▸ **OBJECTIVE**
Format every line of the entries below as a numbered list, leaving out blank lines and the pictures.

▸ **PROVIDED MATERIAL**

## begin

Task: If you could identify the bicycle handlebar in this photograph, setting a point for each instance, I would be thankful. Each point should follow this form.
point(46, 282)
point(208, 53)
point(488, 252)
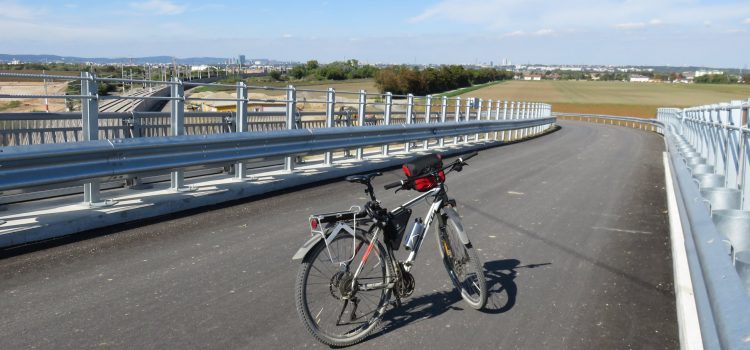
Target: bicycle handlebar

## end

▸ **RESULT OF THIS EXERCISE**
1. Task: If you could identify the bicycle handlebar in this photograph, setting a point for each instance, I would be thankful. Each point should follow this form.
2. point(46, 282)
3. point(208, 53)
4. point(488, 252)
5. Target: bicycle handlebar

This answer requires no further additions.